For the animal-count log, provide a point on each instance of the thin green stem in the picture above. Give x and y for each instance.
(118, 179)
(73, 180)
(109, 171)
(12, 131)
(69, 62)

——

■ **What the exercise asks**
Copy the records exactly.

■ **Solution**
For the animal-count log, provide a point on each instance of the thin green stem in the picture above. Give x and y for each instance.
(118, 179)
(73, 180)
(109, 171)
(12, 131)
(69, 62)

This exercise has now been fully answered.